Copy the listing below, substituting "find" for each occurrence of "locate" and leaving everything else unchanged.

Records from a point-labeling set
┌──

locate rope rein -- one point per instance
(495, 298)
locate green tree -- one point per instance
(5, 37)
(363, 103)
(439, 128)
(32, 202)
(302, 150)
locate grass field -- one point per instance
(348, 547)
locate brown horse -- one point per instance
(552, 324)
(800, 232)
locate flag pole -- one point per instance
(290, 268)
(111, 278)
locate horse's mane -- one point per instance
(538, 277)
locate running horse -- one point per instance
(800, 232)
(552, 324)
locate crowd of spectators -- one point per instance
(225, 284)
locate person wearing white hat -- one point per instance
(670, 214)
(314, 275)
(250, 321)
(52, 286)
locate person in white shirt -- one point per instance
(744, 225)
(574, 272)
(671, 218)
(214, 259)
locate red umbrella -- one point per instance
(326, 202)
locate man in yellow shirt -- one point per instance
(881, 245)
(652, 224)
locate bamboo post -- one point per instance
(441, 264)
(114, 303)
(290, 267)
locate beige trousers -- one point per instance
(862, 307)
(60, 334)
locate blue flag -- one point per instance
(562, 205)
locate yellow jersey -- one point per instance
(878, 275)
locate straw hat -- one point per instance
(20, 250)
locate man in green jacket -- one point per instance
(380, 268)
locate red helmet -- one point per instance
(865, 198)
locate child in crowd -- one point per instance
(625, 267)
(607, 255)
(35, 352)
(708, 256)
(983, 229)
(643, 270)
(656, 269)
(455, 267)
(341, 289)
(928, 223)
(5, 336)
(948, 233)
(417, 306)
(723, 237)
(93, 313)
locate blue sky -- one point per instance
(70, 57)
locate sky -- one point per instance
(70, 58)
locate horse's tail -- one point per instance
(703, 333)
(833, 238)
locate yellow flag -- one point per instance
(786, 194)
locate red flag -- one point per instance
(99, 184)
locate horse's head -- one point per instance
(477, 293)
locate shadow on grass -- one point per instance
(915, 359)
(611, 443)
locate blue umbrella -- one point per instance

└──

SOLUTION TO THIS PROBLEM:
find rope rein -- one point per instance
(495, 298)
find green tree -- one point per instance
(5, 37)
(363, 103)
(439, 128)
(32, 202)
(302, 150)
find grass field -- one point per instance
(348, 547)
find brown horse -- one point per instance
(552, 324)
(800, 232)
find flag pole -- one point per instance
(290, 268)
(111, 278)
find horse's mane -- one point per instance
(538, 277)
find running horse -- one point per instance
(800, 232)
(552, 324)
find crowd of spectators -- one point per instance
(225, 284)
find person wearing white hat -- one point per instance
(670, 214)
(314, 275)
(250, 321)
(52, 286)
find person in white shirt -- one point per instance
(744, 225)
(574, 272)
(671, 218)
(214, 259)
find red umbrella -- one point per instance
(326, 202)
find man in yellow shirt -- one point per instance
(881, 245)
(652, 224)
find bamboo post -- one point per instance
(441, 264)
(114, 303)
(290, 267)
find beige trousers -- one point per instance
(862, 307)
(60, 334)
find blue flag -- one point per instance
(562, 205)
find yellow jersey -- one point per instance
(878, 275)
find straw hat -- one point per instance
(20, 250)
find man in green jacket -- one point per instance
(380, 268)
find red helmet -- one point per instance
(865, 198)
find child in crowd -- one point per instance
(625, 267)
(607, 255)
(35, 352)
(708, 256)
(983, 229)
(643, 270)
(656, 269)
(455, 267)
(341, 289)
(928, 223)
(5, 336)
(948, 233)
(417, 306)
(723, 237)
(93, 313)
find blue sky -- one point per instance
(70, 57)
find sky -- one point per instance
(70, 58)
find horse's tail -- one point per instance
(703, 333)
(833, 238)
find yellow flag -- one point per instance
(786, 194)
find red flag -- one point per instance
(99, 184)
find horse's head -- one point per instance
(477, 293)
find shadow on grass -- one point per instance
(915, 359)
(611, 443)
find blue umbrella -- one point per instance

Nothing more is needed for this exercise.